- [EXERCISE PROMPT]: Count the lines in the listing below that contain the word "detect", and reply with that number alone.
== == ==
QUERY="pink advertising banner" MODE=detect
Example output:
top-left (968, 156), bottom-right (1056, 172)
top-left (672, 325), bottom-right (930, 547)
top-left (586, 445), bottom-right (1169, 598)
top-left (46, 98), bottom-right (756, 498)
== == ==
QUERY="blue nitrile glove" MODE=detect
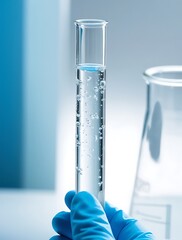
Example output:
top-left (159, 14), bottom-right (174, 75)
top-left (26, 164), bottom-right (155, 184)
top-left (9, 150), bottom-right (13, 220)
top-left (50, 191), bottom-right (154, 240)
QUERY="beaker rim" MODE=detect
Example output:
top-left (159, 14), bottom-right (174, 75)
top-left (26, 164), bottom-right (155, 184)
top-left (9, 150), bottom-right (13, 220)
== == ==
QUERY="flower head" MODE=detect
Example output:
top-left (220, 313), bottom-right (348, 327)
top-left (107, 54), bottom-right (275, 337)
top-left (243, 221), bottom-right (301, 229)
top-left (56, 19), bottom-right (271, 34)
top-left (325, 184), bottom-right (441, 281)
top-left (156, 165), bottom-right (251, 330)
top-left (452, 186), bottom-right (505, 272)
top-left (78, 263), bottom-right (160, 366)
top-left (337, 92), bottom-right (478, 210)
== == ==
- [TASK OUTPUT]: 4